[Collected data]

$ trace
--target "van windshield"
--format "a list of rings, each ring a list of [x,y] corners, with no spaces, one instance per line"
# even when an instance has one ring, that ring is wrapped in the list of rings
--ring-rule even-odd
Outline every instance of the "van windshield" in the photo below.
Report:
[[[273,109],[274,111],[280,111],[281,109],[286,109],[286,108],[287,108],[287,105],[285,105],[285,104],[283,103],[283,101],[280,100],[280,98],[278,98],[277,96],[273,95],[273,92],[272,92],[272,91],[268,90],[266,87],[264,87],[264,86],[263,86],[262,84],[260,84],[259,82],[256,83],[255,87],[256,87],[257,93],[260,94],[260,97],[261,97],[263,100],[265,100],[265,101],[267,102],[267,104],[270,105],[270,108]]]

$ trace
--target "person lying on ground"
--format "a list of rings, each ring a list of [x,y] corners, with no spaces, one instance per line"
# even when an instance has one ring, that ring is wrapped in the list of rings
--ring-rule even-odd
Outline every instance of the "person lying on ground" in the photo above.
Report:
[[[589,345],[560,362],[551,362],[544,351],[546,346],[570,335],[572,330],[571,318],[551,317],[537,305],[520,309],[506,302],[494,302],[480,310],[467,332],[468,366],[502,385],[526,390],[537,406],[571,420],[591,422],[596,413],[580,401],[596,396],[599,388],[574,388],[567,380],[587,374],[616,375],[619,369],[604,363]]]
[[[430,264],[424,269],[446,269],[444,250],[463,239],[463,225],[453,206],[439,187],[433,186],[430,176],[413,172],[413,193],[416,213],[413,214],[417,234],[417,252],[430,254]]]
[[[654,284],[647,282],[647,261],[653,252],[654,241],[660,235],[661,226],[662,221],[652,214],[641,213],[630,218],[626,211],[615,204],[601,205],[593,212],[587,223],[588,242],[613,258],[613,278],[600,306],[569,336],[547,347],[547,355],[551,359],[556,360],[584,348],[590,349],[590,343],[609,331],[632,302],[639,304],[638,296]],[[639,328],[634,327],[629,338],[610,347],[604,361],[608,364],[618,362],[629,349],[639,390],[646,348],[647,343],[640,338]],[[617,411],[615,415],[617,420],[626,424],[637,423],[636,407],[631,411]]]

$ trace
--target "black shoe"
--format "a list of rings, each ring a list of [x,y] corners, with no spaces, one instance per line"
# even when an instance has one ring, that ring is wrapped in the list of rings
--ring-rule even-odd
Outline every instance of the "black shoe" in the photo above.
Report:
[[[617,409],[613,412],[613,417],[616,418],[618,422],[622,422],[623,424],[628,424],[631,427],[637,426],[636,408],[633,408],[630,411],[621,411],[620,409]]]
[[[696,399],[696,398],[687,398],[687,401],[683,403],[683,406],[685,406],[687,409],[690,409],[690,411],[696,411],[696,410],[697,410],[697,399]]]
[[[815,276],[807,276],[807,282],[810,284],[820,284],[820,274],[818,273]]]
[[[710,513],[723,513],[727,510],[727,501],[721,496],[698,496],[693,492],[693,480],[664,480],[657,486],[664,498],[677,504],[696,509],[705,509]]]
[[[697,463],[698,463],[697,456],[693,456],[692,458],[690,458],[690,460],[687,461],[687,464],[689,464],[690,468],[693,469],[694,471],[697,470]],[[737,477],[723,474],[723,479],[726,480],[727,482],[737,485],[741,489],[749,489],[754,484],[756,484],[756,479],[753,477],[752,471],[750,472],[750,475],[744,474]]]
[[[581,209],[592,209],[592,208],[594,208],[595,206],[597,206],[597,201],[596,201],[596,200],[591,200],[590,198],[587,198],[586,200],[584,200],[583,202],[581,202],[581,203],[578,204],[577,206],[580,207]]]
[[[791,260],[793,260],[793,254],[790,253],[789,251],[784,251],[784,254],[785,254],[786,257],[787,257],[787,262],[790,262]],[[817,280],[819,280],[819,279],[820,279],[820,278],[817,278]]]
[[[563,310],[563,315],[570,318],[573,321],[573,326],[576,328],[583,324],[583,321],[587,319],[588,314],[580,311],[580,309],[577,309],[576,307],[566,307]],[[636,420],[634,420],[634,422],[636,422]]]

» PROBLEM REQUIREMENTS:
A precise copy of all the records is needed.

» EXERCISE RESPONSE:
$ trace
--target "van windshield"
--format "a list of rings, each ring a list of [x,y] corners, with no spaces, one instance per line"
# even when an instance has one ring, that ring is wrapped in the list of rings
--ring-rule even-odd
Outline every instance of the "van windshield" in the photo below.
Report:
[[[273,109],[274,111],[280,111],[281,109],[286,109],[286,108],[287,108],[287,105],[285,105],[285,104],[283,103],[283,101],[280,100],[280,98],[278,98],[277,96],[273,95],[273,92],[272,92],[272,91],[268,90],[266,87],[264,87],[264,86],[263,86],[262,84],[260,84],[259,82],[256,83],[255,87],[256,87],[257,93],[260,94],[260,97],[261,97],[263,100],[265,100],[265,101],[267,102],[267,104],[270,105],[270,108]]]

$ trace
--target "person lying on ground"
--format "a list of rings, each ring a list of [x,y] corners, with no spaces, one instance per line"
# even when an instance has one ring, that ring is wrapped in the list of rings
--ring-rule even-odd
Outline every instance of the "person lying on ground" in the photo above.
Report:
[[[589,345],[560,362],[551,362],[544,351],[546,346],[570,335],[572,330],[571,318],[551,317],[537,305],[520,309],[506,302],[494,302],[480,310],[467,332],[468,366],[502,385],[526,390],[537,406],[571,420],[591,422],[596,413],[580,401],[596,396],[599,388],[574,388],[567,380],[587,374],[616,375],[619,369],[604,363]]]
[[[430,264],[424,269],[446,269],[444,250],[463,239],[463,225],[453,206],[439,187],[433,186],[430,176],[413,172],[413,193],[416,213],[413,214],[417,234],[417,252],[430,254]]]
[[[654,284],[647,282],[647,261],[653,252],[654,241],[660,235],[661,226],[662,221],[652,214],[641,213],[630,218],[626,211],[615,204],[601,205],[593,212],[587,223],[588,242],[613,258],[613,278],[600,306],[569,336],[547,347],[547,355],[551,359],[556,360],[584,348],[590,349],[590,343],[609,331],[632,302],[639,304],[638,296]],[[639,328],[634,327],[629,338],[610,347],[604,361],[608,364],[618,362],[629,349],[639,390],[646,348],[647,343],[640,338]],[[617,411],[615,415],[617,420],[626,424],[637,423],[636,407],[631,411]]]

$ trace
--target "black shoe"
--format "a list of rings, each ring a list of [x,y] corners, with no spaces, one instance per line"
# even when an instance has one ring, that ring is wrapped in the list of rings
--ring-rule even-odd
Outline every instance of the "black shoe" in the photo above.
Report:
[[[617,409],[613,412],[613,417],[616,418],[618,422],[622,422],[623,424],[628,424],[631,427],[637,426],[636,408],[633,408],[630,411],[621,411],[620,409]]]
[[[696,399],[696,398],[687,398],[687,401],[683,403],[683,406],[685,406],[687,409],[690,409],[690,411],[696,411],[696,410],[697,410],[697,399]]]
[[[815,276],[807,276],[807,282],[810,284],[820,284],[820,274],[818,273]]]
[[[710,513],[723,513],[727,510],[727,501],[721,496],[698,496],[693,492],[693,480],[664,480],[657,486],[664,498],[677,504],[696,509],[705,509]]]
[[[697,463],[698,463],[697,456],[693,456],[692,458],[690,458],[690,460],[687,461],[687,464],[689,464],[690,468],[693,469],[694,471],[697,470]],[[737,477],[723,474],[723,479],[726,480],[727,482],[737,485],[741,489],[749,489],[754,484],[756,484],[756,479],[753,477],[752,471],[750,472],[750,475],[744,474]]]
[[[581,209],[592,209],[592,208],[594,208],[595,206],[597,206],[597,201],[596,201],[596,200],[591,200],[590,198],[587,198],[586,200],[584,200],[583,202],[581,202],[581,203],[578,204],[577,206],[580,207]]]
[[[791,260],[793,260],[793,254],[790,253],[789,251],[784,251],[784,254],[785,254],[786,257],[787,257],[787,262],[790,262]],[[817,280],[819,280],[819,279],[820,279],[820,278],[817,278]]]
[[[563,310],[563,315],[570,318],[573,321],[573,326],[576,328],[583,324],[583,321],[587,319],[588,314],[580,311],[580,309],[577,309],[576,307],[566,307]],[[636,420],[634,420],[634,422],[636,422]]]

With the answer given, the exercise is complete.